→ EXERCISE DETAILS:
Which lines in the rows below contain the string "negative"? Collect each one and copy it in full.
** Opening DATASET block **
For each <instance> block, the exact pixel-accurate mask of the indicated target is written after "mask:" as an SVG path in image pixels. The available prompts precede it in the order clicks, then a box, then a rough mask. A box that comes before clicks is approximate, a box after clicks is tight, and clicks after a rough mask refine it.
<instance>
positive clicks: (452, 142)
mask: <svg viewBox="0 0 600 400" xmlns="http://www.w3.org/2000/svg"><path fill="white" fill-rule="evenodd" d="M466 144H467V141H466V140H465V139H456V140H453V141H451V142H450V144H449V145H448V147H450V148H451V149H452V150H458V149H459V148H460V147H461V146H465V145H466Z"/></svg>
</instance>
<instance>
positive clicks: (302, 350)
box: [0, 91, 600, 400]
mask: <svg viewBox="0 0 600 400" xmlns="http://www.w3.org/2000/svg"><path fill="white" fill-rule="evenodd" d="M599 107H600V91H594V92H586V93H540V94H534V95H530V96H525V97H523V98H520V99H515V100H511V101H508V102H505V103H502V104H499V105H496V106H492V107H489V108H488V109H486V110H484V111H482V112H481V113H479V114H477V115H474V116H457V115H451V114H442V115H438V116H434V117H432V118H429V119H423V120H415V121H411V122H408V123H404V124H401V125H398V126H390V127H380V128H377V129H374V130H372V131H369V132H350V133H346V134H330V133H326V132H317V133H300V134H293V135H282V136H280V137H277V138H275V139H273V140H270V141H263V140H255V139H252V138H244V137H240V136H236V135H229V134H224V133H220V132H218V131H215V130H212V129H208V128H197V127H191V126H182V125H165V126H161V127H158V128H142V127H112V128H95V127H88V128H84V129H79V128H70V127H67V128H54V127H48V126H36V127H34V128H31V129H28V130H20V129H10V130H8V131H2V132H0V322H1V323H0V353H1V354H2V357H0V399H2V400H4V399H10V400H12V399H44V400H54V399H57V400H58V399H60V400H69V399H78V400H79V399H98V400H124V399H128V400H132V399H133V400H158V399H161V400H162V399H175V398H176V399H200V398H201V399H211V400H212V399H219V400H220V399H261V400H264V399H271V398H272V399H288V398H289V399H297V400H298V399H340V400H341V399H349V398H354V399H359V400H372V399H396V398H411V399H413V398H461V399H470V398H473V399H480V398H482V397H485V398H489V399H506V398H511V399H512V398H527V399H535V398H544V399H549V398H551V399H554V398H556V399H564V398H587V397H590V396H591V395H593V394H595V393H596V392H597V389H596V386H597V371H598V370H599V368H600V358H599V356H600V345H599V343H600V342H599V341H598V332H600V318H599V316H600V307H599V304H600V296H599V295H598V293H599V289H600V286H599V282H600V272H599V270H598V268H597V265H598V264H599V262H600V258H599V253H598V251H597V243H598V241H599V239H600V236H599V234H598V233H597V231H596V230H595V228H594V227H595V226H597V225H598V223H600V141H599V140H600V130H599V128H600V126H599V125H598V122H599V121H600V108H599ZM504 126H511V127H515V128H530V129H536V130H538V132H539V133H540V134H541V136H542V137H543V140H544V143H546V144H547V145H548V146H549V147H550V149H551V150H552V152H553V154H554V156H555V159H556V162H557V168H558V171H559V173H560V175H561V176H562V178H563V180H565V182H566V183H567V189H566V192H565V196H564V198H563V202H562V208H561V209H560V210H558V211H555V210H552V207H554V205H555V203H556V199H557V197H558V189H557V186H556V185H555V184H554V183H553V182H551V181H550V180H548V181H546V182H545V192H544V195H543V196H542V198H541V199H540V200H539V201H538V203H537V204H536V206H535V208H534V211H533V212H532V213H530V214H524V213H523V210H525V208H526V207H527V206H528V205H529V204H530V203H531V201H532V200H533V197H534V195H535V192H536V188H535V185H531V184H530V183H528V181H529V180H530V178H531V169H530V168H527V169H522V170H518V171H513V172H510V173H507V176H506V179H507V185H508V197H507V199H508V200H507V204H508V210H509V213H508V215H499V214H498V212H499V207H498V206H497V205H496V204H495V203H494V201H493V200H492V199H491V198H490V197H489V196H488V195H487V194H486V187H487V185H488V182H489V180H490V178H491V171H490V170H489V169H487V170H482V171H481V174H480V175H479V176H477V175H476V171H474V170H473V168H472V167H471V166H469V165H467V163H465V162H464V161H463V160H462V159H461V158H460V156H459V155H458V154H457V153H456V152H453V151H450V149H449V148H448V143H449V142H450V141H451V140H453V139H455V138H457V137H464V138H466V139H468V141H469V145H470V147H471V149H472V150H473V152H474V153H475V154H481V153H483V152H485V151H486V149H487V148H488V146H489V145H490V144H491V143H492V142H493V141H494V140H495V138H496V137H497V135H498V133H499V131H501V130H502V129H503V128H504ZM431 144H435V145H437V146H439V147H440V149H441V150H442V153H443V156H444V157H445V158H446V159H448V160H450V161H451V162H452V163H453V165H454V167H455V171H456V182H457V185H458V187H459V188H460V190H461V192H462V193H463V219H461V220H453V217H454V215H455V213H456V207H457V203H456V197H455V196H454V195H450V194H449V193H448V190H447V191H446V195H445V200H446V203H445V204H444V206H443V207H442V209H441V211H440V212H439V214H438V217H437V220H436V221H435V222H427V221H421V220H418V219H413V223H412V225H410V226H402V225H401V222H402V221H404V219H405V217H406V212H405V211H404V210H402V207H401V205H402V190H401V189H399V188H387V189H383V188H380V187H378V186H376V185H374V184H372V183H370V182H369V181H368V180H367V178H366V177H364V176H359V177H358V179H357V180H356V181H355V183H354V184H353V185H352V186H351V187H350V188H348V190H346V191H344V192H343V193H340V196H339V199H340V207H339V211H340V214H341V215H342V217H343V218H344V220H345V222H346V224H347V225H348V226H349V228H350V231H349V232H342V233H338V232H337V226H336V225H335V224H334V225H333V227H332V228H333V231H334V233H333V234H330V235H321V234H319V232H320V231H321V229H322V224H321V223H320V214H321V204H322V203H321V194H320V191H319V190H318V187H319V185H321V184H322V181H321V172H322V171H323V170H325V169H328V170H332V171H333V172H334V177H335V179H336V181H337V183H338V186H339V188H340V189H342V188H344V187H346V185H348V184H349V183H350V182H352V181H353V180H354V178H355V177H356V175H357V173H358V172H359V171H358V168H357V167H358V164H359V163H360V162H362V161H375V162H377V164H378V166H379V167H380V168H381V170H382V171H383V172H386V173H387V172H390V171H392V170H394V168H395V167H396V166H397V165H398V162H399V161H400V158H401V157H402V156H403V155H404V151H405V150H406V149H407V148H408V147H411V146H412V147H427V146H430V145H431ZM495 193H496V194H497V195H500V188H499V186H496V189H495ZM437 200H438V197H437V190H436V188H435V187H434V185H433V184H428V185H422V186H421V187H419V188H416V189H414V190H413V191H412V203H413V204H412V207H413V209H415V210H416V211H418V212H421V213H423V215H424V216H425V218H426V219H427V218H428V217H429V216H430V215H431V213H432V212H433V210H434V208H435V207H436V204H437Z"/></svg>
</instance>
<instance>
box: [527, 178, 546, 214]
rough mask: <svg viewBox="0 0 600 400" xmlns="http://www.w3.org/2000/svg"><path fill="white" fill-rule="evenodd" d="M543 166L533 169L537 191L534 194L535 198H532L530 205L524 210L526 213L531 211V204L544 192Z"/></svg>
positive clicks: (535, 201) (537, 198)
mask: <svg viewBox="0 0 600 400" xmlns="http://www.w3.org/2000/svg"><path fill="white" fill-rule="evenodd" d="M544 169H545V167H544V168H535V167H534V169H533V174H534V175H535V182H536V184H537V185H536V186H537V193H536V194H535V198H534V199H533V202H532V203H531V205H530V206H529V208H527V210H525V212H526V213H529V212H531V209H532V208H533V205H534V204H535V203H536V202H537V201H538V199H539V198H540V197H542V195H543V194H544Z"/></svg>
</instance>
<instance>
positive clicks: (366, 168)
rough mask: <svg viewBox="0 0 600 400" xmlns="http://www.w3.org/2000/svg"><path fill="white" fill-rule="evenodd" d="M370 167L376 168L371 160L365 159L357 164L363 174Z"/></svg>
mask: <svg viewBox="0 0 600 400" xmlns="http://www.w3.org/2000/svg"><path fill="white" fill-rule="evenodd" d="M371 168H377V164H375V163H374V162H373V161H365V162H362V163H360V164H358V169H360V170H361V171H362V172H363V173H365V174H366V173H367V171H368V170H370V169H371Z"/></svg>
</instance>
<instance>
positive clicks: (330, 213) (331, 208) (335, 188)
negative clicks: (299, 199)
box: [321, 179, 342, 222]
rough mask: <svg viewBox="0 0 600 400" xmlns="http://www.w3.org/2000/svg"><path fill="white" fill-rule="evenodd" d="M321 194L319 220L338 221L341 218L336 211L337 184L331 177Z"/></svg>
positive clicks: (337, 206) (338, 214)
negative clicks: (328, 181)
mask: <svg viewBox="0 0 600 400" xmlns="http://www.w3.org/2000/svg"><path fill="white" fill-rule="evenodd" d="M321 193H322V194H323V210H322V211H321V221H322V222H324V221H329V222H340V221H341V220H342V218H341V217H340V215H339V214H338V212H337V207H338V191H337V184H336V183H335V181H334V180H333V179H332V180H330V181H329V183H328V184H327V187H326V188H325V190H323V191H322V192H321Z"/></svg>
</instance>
** Closing DATASET block **
** Opening DATASET block **
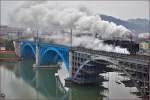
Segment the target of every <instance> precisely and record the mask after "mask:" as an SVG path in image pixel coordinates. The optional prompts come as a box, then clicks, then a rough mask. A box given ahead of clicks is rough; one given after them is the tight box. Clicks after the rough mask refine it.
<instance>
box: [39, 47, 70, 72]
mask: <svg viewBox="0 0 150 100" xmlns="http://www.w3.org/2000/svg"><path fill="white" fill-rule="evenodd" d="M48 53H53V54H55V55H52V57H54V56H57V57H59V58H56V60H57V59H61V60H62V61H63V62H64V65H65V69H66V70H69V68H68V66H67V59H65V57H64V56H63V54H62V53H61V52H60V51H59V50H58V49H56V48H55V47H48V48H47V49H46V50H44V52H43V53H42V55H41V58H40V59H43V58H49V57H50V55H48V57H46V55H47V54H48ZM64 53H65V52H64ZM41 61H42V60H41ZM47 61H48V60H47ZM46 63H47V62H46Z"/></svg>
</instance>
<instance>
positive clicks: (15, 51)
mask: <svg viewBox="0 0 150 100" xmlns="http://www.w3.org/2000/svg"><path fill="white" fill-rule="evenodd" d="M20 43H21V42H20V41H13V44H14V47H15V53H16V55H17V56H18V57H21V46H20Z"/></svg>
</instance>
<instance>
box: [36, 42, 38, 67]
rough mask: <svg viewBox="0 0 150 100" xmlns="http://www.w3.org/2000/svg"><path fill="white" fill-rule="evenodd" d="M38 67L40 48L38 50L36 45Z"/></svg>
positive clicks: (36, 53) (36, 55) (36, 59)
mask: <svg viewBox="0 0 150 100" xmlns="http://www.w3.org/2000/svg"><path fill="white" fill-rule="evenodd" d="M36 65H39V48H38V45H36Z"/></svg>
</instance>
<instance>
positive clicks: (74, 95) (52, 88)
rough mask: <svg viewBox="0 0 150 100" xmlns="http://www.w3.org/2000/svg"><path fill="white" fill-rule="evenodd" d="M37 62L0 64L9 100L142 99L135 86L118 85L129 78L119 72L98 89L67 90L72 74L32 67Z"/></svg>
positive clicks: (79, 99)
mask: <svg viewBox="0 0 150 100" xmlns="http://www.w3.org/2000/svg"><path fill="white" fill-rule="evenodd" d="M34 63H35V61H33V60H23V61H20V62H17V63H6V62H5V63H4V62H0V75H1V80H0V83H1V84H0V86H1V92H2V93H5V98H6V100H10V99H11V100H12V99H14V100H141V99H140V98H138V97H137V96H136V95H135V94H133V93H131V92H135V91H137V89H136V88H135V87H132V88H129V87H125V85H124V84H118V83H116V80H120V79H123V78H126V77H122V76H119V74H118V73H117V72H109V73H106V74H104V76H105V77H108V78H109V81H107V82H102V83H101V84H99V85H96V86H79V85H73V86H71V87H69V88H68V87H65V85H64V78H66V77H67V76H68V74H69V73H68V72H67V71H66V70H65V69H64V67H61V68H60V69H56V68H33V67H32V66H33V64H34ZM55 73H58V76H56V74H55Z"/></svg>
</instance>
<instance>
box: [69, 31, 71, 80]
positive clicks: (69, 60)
** Closing DATASET block **
** Opening DATASET block **
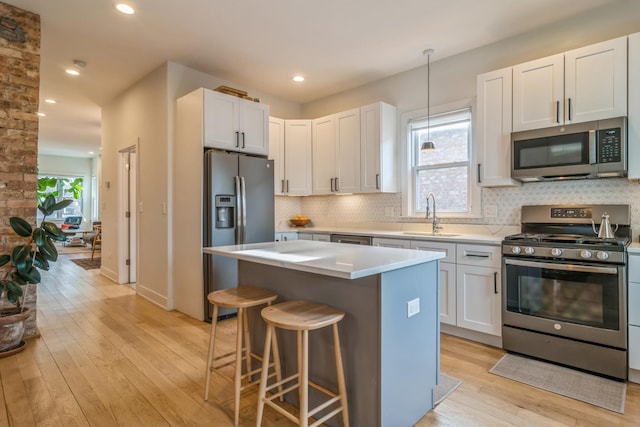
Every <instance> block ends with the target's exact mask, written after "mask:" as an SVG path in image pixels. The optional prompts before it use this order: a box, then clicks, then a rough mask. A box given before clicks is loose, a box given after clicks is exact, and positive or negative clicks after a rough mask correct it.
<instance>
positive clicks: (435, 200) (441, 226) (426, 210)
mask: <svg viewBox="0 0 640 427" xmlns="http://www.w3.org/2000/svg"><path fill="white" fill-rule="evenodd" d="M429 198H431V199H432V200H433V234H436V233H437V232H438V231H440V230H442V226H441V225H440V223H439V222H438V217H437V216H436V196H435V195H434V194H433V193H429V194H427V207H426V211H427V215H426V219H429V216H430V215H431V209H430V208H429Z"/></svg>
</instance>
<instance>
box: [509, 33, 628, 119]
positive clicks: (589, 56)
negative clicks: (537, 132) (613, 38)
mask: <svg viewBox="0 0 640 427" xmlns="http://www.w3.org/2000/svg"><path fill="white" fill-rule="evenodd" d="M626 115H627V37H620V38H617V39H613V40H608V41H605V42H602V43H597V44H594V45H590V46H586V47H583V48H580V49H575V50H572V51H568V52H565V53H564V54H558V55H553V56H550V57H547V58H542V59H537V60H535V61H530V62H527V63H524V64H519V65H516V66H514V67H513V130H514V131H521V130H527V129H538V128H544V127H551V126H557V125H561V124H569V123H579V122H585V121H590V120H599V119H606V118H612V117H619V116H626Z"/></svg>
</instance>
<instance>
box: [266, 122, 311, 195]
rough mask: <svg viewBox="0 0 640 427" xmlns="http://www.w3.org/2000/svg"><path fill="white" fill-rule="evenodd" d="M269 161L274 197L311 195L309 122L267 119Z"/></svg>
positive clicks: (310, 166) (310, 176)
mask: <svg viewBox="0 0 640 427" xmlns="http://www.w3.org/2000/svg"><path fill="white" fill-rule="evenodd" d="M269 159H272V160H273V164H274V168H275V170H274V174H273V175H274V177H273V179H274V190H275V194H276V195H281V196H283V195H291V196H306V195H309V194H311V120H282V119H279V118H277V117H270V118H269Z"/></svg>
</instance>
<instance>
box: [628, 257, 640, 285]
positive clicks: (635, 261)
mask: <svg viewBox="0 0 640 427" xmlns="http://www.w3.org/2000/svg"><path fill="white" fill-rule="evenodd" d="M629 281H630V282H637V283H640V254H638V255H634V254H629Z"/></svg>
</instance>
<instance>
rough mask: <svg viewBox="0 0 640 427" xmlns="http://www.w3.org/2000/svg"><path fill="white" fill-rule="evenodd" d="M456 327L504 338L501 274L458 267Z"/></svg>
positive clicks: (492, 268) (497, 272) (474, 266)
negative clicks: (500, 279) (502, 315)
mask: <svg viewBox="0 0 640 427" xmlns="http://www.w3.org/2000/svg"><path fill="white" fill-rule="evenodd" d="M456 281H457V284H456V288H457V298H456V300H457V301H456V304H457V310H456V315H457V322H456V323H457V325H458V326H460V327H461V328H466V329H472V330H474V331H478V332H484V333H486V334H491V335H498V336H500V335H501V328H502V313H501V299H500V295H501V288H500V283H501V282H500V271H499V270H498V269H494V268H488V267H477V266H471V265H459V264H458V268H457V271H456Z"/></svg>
** Closing DATASET block **
→ COMPLETED TASK:
negative clicks: (299, 199)
negative clicks: (328, 181)
Every <instance> block ends with the target's exact mask, written after "mask:" as an SVG path in image pixels. The optional prompts before it use this order: a box, then clicks, then a rough mask. A box given before clicks is loose, a box given after clicks is exact, and positive or negative clicks after a rough mask correct it.
negative clicks: (537, 132) (613, 38)
negative clicks: (500, 279) (502, 315)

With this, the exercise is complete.